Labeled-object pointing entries

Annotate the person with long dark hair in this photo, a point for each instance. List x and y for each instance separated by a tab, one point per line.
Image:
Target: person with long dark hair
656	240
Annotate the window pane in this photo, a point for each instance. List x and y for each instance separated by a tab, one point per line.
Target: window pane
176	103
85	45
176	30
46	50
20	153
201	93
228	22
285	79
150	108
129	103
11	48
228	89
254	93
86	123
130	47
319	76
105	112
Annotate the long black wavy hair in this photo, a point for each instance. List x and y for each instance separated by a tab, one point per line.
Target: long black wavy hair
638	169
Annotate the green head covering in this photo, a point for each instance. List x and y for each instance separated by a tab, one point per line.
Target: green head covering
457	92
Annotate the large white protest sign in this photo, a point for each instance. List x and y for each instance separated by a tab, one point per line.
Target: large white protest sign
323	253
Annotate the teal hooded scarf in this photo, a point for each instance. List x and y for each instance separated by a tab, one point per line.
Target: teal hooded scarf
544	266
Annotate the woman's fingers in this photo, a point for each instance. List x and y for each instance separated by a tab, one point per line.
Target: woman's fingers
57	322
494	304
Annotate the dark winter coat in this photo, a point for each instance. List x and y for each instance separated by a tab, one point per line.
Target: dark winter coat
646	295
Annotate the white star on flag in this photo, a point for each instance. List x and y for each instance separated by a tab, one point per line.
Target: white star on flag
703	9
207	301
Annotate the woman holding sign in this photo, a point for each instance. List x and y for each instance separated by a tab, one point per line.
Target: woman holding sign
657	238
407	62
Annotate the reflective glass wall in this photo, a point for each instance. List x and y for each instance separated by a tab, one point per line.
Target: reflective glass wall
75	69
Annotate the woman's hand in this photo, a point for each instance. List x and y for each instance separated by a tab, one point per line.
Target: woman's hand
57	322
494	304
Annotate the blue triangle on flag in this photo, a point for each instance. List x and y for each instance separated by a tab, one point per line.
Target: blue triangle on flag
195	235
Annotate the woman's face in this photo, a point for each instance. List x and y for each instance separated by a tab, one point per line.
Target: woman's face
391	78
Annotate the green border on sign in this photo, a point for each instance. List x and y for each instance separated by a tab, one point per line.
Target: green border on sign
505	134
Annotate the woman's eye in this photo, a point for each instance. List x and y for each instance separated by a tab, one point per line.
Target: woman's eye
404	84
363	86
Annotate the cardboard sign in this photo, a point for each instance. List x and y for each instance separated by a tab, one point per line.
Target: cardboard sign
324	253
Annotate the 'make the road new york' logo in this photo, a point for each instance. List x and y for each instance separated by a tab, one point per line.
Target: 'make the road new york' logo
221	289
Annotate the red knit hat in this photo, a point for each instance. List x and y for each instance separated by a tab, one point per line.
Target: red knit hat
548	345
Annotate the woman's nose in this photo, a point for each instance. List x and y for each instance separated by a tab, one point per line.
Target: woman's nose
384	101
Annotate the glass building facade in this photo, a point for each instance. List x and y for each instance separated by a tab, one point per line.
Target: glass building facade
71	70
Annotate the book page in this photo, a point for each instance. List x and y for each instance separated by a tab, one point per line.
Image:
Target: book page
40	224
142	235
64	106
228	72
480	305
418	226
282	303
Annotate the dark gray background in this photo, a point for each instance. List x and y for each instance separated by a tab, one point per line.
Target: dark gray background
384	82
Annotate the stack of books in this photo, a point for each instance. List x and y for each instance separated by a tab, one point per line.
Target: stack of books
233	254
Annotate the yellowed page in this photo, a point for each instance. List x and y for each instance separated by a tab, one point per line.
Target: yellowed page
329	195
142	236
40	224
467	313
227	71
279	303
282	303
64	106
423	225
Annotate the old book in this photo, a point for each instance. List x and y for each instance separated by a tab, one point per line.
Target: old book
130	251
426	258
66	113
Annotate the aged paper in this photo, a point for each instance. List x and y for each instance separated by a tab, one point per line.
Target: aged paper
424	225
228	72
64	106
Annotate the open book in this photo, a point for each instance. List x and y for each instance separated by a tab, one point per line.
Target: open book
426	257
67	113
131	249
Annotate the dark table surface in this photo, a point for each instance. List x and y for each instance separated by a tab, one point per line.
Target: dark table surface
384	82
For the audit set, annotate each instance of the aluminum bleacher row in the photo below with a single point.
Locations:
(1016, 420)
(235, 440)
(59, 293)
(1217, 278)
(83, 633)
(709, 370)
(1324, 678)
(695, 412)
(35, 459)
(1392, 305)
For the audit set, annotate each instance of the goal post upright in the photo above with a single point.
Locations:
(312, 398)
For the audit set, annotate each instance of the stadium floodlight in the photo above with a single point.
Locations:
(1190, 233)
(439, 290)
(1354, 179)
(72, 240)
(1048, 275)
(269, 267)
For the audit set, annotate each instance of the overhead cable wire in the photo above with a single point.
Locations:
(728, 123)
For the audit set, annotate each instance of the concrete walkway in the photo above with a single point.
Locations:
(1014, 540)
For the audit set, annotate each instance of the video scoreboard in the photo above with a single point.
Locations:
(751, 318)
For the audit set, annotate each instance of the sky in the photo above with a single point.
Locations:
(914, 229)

Stated exercise:
Include both ends. Return the line holding "Annotate the open" and all lines after it in the records above, exactly as written.

Full solution:
Annotate the open book in this photo, a point for each instance. List x and y for each instance separated by a tab, one point per line.
Target: open book
426	257
67	113
131	249
Annotate the dark table surface in this photo, a point for each instance. List x and y for each instance separated by a tab, one point per line.
Target: dark table surface
384	82
For the audit set, annotate each instance of the aluminum bleacher row in the photo below with a single point.
Locations:
(1016, 420)
(235, 440)
(59, 293)
(1217, 278)
(83, 633)
(709, 370)
(1324, 678)
(695, 412)
(35, 459)
(1392, 305)
For the audit set, annotate each instance of the goal post upright in the photo above with a single point.
Locations:
(312, 398)
For the audit set, annotate each instance of the stadium floodlight in the photo above with a single point.
Locations:
(1190, 233)
(439, 290)
(1354, 179)
(72, 240)
(1048, 275)
(269, 267)
For the audit set, annotate each instance of the overhead cable wire in the photo above with a single point.
Locations:
(728, 123)
For the audit set, annotate each instance of the concrete walkway in the photo above with a single point.
Locations:
(1014, 540)
For the audit set, annotate each instance of the video scoreboard in the photo above with a single point.
Locations:
(751, 318)
For the audit set, annotate each instance of the sky in the photo above with a single point.
Locations:
(914, 229)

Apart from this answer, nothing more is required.